» **Request**
Copy out the listing from the line containing "of the blue" to the line containing "Target: blue sky", including both of those lines and nothing beyond them, without altering a single character.

» **Data for processing**
================================

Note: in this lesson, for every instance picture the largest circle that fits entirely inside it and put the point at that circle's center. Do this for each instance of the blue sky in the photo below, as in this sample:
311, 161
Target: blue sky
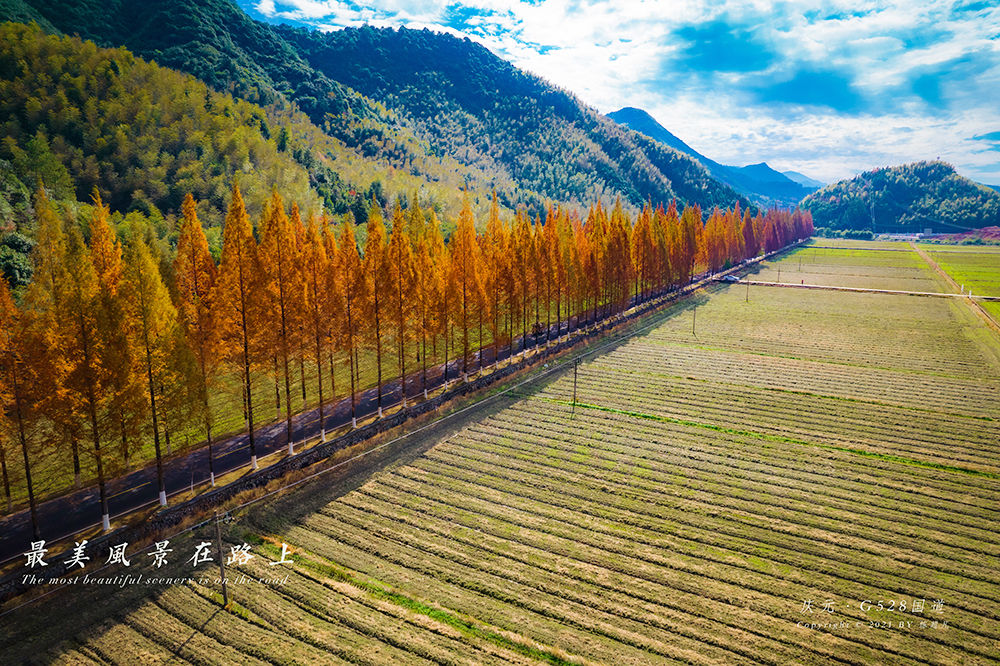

================================

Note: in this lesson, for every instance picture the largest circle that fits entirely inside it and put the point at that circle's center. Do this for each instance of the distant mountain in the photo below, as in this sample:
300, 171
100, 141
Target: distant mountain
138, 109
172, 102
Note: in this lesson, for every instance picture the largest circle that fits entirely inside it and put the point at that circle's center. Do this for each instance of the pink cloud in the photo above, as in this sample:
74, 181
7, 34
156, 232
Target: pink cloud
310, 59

================================

» **Result for this exercise**
Note: in this lesson, for every instance picture the largest circle that fits entirely inside it and put the point at that circle's center. Do this for each instance of the blue sky in the photo below, as in this sample:
311, 161
Target: blue sky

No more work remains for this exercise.